> **DATA FOR PROCESSING**
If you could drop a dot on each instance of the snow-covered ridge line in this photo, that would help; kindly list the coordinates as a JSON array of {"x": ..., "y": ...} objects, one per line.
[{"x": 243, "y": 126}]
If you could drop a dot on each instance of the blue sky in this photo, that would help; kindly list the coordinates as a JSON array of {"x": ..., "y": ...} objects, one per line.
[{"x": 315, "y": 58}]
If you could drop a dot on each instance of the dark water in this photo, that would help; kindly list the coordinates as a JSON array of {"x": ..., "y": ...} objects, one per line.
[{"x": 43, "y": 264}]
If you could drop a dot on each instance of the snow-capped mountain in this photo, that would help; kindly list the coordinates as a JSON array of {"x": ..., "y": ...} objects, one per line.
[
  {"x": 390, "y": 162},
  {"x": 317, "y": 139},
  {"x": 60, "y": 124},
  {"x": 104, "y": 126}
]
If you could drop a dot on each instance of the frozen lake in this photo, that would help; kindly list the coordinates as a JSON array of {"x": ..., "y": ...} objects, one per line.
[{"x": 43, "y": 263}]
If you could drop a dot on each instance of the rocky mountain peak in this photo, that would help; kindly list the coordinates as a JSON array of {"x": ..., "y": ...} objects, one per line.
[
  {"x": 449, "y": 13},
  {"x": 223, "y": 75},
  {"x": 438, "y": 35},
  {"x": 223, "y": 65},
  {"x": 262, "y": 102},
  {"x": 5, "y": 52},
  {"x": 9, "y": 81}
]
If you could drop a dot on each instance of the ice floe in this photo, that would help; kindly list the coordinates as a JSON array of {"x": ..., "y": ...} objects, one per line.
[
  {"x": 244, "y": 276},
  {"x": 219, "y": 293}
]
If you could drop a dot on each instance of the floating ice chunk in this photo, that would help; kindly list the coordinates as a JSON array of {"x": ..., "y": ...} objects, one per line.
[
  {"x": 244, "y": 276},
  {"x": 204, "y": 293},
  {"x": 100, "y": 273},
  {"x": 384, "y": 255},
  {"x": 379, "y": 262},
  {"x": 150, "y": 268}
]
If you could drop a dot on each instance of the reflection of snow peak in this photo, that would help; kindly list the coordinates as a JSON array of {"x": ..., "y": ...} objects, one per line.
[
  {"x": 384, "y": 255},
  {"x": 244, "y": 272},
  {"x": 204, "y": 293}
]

> **WHAT IS BEING ASKED**
Above are the records; retype every one exactly.

> **EXERCISE RESULT**
If you could drop a dot on each instance of the snow-covered ridge line in this photo, that would help; kindly list the coordinates as a JSON array of {"x": ..., "y": ...} objects, one per line.
[{"x": 243, "y": 126}]
If you could drop a dot on each instance of the blue sky in this photo, that would help; kindly list the coordinates as a JSON array of {"x": ..., "y": ...} objects, one per line.
[{"x": 315, "y": 58}]
If you could drop a dot on each instance of the dark water in this photo, that would help; kindly list the coordinates as a JSON array of {"x": ..., "y": ...} objects, one per line.
[{"x": 43, "y": 264}]
If you could drop a dot on each instance of the snow-capped mountain in this photo, that would help; kindly list the coordinates as a JSON array of {"x": ..., "y": ...} objects, one per line.
[
  {"x": 390, "y": 162},
  {"x": 317, "y": 139},
  {"x": 60, "y": 124},
  {"x": 104, "y": 126}
]
If you could drop a dot on each instance of the frozen lake in this photo, that would help; kindly list the coordinates as a JSON array of {"x": ..., "y": ...} objects, one per line.
[{"x": 43, "y": 263}]
If you could drop a dot on each instance of the rocky mountain peak in this photo, that would help; kindly list the coordinates as a JSON array of {"x": ..., "y": ...} objects, one per line.
[
  {"x": 449, "y": 13},
  {"x": 223, "y": 75},
  {"x": 438, "y": 35},
  {"x": 223, "y": 65},
  {"x": 262, "y": 102},
  {"x": 5, "y": 52},
  {"x": 9, "y": 81}
]
If you could drop a dot on each instance of the ice floe in this photo, that would help; kindly list the coordinates as a JSON array of {"x": ..., "y": ...} objects, one per line.
[
  {"x": 244, "y": 276},
  {"x": 219, "y": 293}
]
If you could drop a dot on each instance of the floating ice chunk in this photo, that would help; kindly list the coordinates as a JSON array of {"x": ..., "y": ...} objects, one per line.
[
  {"x": 244, "y": 276},
  {"x": 204, "y": 293},
  {"x": 100, "y": 273},
  {"x": 384, "y": 255},
  {"x": 379, "y": 262},
  {"x": 150, "y": 268}
]
If you could drop a dot on each instance of the reflection of snow peak in this photo, that would help; kindly list the coordinates as a JSON array of {"x": ..., "y": ...} objects, one per line.
[
  {"x": 384, "y": 255},
  {"x": 244, "y": 272},
  {"x": 204, "y": 293}
]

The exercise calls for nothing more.